**** Provided data ****

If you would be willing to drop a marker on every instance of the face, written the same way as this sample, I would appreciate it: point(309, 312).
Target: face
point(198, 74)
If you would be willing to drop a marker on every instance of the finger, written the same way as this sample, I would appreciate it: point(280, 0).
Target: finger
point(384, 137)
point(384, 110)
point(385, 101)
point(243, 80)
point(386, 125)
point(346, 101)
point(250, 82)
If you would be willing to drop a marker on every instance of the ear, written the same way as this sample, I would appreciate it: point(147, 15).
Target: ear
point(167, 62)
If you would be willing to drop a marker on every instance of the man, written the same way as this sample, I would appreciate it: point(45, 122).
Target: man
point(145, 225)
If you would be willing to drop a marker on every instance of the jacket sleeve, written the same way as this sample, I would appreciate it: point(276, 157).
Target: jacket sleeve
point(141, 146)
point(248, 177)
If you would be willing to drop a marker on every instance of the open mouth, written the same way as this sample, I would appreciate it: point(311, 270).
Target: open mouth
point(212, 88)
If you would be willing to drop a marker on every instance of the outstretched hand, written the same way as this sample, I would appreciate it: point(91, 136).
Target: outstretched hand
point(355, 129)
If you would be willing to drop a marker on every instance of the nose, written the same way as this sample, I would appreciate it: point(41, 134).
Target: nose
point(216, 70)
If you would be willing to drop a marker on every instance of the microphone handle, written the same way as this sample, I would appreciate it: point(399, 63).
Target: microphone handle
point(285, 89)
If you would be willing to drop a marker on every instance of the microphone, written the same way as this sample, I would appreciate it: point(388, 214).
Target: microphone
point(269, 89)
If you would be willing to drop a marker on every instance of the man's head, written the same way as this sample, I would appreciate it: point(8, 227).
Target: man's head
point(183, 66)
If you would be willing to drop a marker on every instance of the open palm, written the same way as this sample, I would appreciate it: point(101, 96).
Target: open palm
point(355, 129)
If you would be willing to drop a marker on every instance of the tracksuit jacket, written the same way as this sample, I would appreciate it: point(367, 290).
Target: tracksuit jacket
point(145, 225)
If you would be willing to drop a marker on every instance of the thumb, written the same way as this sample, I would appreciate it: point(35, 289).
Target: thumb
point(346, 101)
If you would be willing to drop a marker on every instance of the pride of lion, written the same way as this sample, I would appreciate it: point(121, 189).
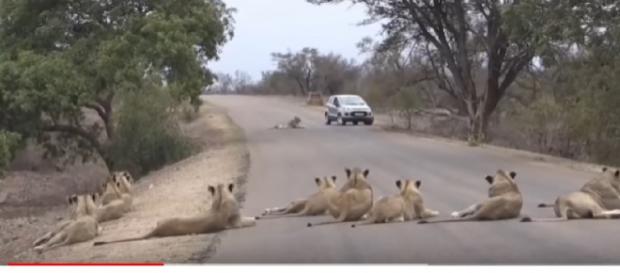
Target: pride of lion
point(353, 202)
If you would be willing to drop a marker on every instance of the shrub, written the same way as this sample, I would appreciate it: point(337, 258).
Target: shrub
point(9, 143)
point(147, 136)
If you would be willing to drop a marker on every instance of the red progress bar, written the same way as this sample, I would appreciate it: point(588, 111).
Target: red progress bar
point(85, 264)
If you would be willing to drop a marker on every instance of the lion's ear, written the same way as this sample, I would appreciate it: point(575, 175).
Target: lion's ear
point(489, 179)
point(212, 190)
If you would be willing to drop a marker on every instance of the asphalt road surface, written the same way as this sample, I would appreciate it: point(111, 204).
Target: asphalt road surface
point(285, 162)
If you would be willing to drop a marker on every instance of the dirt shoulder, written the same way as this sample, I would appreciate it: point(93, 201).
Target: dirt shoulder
point(177, 190)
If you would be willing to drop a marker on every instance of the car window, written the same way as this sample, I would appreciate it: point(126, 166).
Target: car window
point(352, 100)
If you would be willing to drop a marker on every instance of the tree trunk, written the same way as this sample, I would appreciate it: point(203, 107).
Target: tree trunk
point(478, 125)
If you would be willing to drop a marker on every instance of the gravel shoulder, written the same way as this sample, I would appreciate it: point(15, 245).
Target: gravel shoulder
point(177, 190)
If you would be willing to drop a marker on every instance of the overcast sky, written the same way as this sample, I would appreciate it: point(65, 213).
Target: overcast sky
point(266, 26)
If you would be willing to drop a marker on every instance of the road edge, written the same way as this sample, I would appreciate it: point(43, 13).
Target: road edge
point(241, 180)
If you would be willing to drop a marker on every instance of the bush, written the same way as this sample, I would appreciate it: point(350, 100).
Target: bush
point(405, 104)
point(9, 142)
point(147, 136)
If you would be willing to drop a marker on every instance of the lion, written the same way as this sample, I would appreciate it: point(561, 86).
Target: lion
point(292, 124)
point(352, 201)
point(505, 202)
point(109, 194)
point(85, 227)
point(125, 179)
point(587, 203)
point(116, 208)
point(224, 214)
point(405, 206)
point(605, 187)
point(315, 204)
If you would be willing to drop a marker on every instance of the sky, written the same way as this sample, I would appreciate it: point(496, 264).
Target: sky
point(266, 26)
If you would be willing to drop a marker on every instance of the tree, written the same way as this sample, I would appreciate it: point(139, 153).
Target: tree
point(312, 71)
point(504, 36)
point(335, 74)
point(60, 58)
point(300, 67)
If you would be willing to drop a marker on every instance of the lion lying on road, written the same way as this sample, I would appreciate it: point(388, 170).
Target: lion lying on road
point(505, 202)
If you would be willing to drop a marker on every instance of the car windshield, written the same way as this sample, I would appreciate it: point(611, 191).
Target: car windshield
point(352, 101)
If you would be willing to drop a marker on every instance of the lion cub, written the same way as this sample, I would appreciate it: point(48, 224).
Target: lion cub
point(352, 201)
point(505, 202)
point(224, 214)
point(586, 203)
point(123, 181)
point(83, 228)
point(315, 204)
point(292, 124)
point(405, 206)
point(117, 207)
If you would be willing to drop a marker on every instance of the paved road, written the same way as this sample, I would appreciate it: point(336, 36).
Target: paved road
point(284, 163)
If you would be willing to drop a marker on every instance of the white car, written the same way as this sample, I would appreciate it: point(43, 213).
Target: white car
point(348, 108)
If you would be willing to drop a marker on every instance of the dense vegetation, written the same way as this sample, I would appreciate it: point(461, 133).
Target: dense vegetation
point(77, 75)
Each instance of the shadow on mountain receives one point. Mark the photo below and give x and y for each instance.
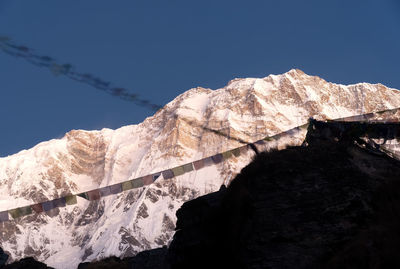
(26, 263)
(332, 204)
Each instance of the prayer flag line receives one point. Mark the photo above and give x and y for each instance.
(98, 193)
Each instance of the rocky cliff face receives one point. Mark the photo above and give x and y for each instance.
(124, 224)
(332, 204)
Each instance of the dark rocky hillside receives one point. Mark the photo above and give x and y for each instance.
(333, 203)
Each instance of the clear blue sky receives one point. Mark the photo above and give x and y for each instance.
(159, 49)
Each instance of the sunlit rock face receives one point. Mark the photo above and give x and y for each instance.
(144, 218)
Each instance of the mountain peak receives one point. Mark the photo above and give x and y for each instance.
(187, 129)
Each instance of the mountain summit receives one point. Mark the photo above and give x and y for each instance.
(122, 225)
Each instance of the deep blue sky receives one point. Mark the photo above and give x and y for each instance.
(159, 49)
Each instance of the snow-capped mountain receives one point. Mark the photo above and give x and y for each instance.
(144, 218)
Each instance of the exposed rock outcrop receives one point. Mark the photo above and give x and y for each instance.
(332, 204)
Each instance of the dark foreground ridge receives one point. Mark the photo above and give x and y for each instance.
(333, 203)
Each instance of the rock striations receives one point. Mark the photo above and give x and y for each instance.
(141, 219)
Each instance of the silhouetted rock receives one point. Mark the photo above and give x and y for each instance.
(332, 204)
(149, 259)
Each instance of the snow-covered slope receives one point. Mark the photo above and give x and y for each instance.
(144, 218)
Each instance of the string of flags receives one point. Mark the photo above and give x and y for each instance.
(96, 194)
(68, 70)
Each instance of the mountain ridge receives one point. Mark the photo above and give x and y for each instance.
(142, 219)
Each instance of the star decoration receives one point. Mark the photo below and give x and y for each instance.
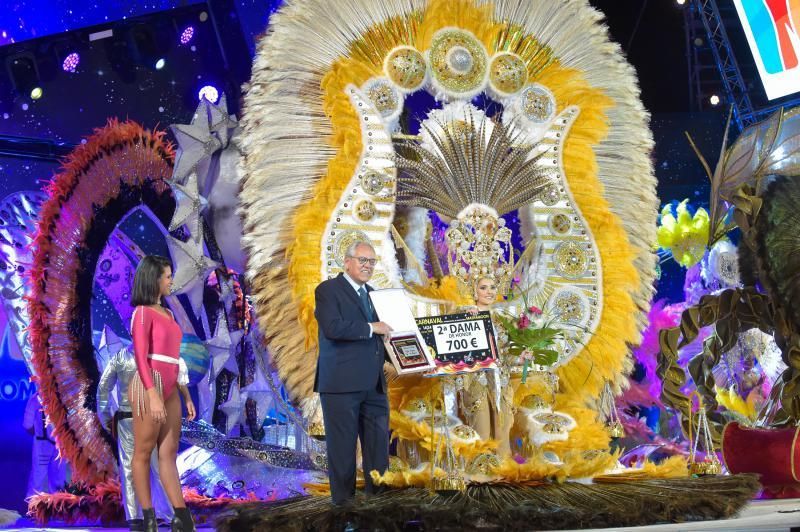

****

_What you should do_:
Without the pictures, repeat the listing word for word.

_Expected answer_:
If you would be willing to drop a marker on every instance of the face, written the same way as this sample, I would appreciate it: point(309, 312).
Target: face
point(198, 74)
If you would be willing to drop a marker on every instance of the finger, written the same way as this sample, I would appreciate it: point(280, 0).
Target: finger
point(384, 137)
point(384, 110)
point(385, 101)
point(243, 80)
point(386, 125)
point(346, 101)
point(250, 82)
If you would be willing to drop a marker on every instance of the ear, written the same way as this sample, I would appreciate it: point(147, 15).
Target: ear
point(167, 62)
If you would be willing to drop a marker on every instance of the man, written the same way as this sample, I would appreciate it: point(45, 122).
Target: man
point(145, 225)
If you would be willing to drop a marker on every instance of the jacket sleeve, written the same way as this sample, I would appreciate it: point(276, 157).
Target: jacket sleeve
point(141, 146)
point(248, 177)
If you would be willing to drop a marker on every instance of the open mouth, written the same way as this sample, I would appreciate it: point(311, 270).
Target: open mouth
point(212, 88)
If you would be willing to drop a marker on every instance of the outstretched hand, written the same way as this sample, I would appreciate it: point(91, 136).
Target: outstretched hand
point(355, 129)
If you would be willing to drop a marker on every instance of the nose, written the same way as this sample, I would appreciate it: point(41, 134).
Target: nose
point(216, 70)
If you would be willing to drop a marker on every instance of the microphone handle, written the same way as this sample, I would appreciate it: point(399, 63).
Target: microphone handle
point(285, 89)
If you would be willing to drop a marker on every instance of the microphone, written the same way as this sample, I would appreciate it: point(388, 214).
Target: microphone
point(269, 89)
If you would be willing to drop a marker on every instance of the man's head, written the same way as this sample, I would appreciate it: point(8, 227).
Target: man's head
point(183, 66)
If you would be willing to drop a marker on every instance of the open palm, written the same way as this sample, I would appreciate it: point(101, 96).
Target: open palm
point(355, 129)
If you would be willing to drop a marker on every instance of the tracksuit jacket, written the same way as this sample, I would appreciate it: point(367, 290).
Target: tracksuit jacket
point(145, 225)
If you would be willing to drop a marker on every instance of the thumb, written the same way as this sample, I would appreciate it: point(35, 289).
Target: thumb
point(346, 101)
If you would be willing to drop a marker on every instance of the pride of lion, written the same way as this sample, I would appreciate it: point(121, 189).
Target: pride of lion
point(353, 202)
If you would be willing to drop a marker on every instance of the shrub, written the same way as this sample, I would appreciate it: point(337, 258).
Target: shrub
point(9, 143)
point(147, 136)
If you would be willing to drop a marker on every instance of the red progress bar, written the same way as this sample, I would appreciate it: point(588, 111).
Target: red progress bar
point(85, 264)
If you would be willing to drop a marker on every instance of the lion's ear, written the same way as this sample, I would appreciate it: point(575, 175).
Target: lion's ear
point(489, 179)
point(212, 190)
If you would be willing to drop a marker on every instance of the asphalt road surface, written the same way as this sample, I would appreciate it: point(111, 204).
Target: asphalt road surface
point(285, 162)
If you would be willing to drop a marker on every instance of the dirt shoulder, written the same way as this sample, I would appreciate it: point(93, 201).
Target: dirt shoulder
point(177, 190)
If you would be willing to drop a marker on every instance of the car window, written the same way as this sample, I would appreciate it: point(126, 166).
Target: car window
point(352, 100)
If you would be willing to drop a marker on every instance of the tree trunk, written the same way as this sample, I would appreciate it: point(203, 107).
Target: tree trunk
point(478, 125)
If you would be willing to drop a marker on every instance of the gravel shoulder, written the same way as this sample, I would appreciate it: point(15, 245).
Target: gravel shoulder
point(177, 190)
If you would be willing to drop a marker on every instance of the overcast sky, written the same way as this sample, I would appreciate it: point(65, 213).
Target: overcast sky
point(266, 26)
If you would be willing to drop a marker on every instance of the road edge, written the same way as this sample, I would appreciate it: point(43, 13).
Target: road edge
point(241, 180)
If you would be willing to drop a marker on every instance of the bush, written the same way as this sample, I would appreciate it: point(350, 100).
Target: bush
point(405, 104)
point(9, 142)
point(147, 136)
If you would be willing to drop a marker on every instance of the lion, written the same way as this sample, I would appreciate it: point(561, 86).
Target: lion
point(292, 124)
point(352, 201)
point(505, 202)
point(109, 194)
point(85, 227)
point(125, 179)
point(587, 203)
point(116, 208)
point(224, 214)
point(405, 206)
point(605, 187)
point(315, 204)
If you would be willing to drop a marker on every instance of the sky, written the same way as this sample, I would appreciate it: point(496, 264).
Target: sky
point(266, 26)
If you would be willing to drop a marker on every instance of the tree, written the same way as this sample, I would appreciate it: point(139, 153).
Target: tree
point(312, 71)
point(504, 36)
point(335, 74)
point(60, 58)
point(300, 67)
If you would be willing to drop a marker on every instance of the lion lying on road, written the same way as this sample, I would appreciate it: point(388, 170).
Target: lion lying on road
point(505, 202)
If you would be willing to drop a marker on every instance of the car windshield, written the same way as this sample, I would appreciate it: point(611, 191).
Target: car windshield
point(352, 101)
If you would be willing to drop a marker on every instance of the lion cub, written the same way as this sample, I would appreciate it: point(48, 224).
Target: lion cub
point(352, 201)
point(505, 202)
point(224, 214)
point(586, 203)
point(123, 181)
point(83, 228)
point(315, 204)
point(292, 124)
point(405, 206)
point(117, 207)
If you would be willing to drop a marker on every instance of the paved road, written the same way as this sample, I would appreciate it: point(336, 36).
Target: paved road
point(284, 163)
If you would be willing to drop a marker on every instance of the white car, written the same way as this sample, I would appreciate it: point(43, 213).
Target: white car
point(348, 108)
If you would be willing to drop a marker on every instance of the dense vegetation, written the same way as this sample, I would appreciate it: point(461, 133).
Target: dense vegetation
point(77, 75)
Each instance of the shadow on mountain receives one point. Mark the photo below and give x and y for each instance.
(26, 263)
(332, 204)
Each instance of the prayer flag line receives one point. Mark the photo above and give x and y for each instance.
(98, 193)
Each instance of the rocky cliff face receives one point. Mark the photo above and give x and y for each instance.
(124, 224)
(332, 204)
Each instance of the dark rocky hillside receives one point. Mark the photo above and give x and y for each instance.
(333, 203)
Each instance of the clear blue sky receives one point. Mark the photo above and give x and y for each instance.
(159, 49)
Each instance of the sunlit rock face receives one point. Mark the photo above and give x and y for each instance.
(144, 218)
Each instance of the mountain peak receives one point. Mark the photo above and give x and y for each instance.
(187, 129)
Each instance of the mountain summit receives one point. Mark the photo above and give x and y for each instance.
(122, 225)
Each instance of the deep blue sky receives one point. Mark the photo above and give x and y for each instance.
(159, 49)
Each instance of the snow-capped mountain receives one point. Mark the photo above and give x and y for each instance.
(144, 218)
Each instance of the exposed rock outcrop receives one point. Mark the photo above and give x and y for each instance.
(332, 204)
Each instance of the dark foreground ridge receives one point. Mark the photo above and give x and y for each instance.
(333, 203)
Each instance of the rock striations receives one point. Mark the photo above and give x and y for each instance.
(141, 219)
Each instance of the silhouetted rock receives one point. Mark the photo above and give x and y for each instance.
(332, 204)
(149, 259)
Each instance of the snow-covered slope receives one point. Mark the photo above and give x and y for each instance.
(144, 218)
Each instance of the string of flags receives one point. Mark the photo above and give x and y for each instance.
(96, 194)
(68, 70)
Each instance of the mountain ridge receives one point. Mark the photo above and give x and y for each instance.
(142, 219)
Each instance of the star decoration receives one point. Mark the photo below and give x and y for each instance.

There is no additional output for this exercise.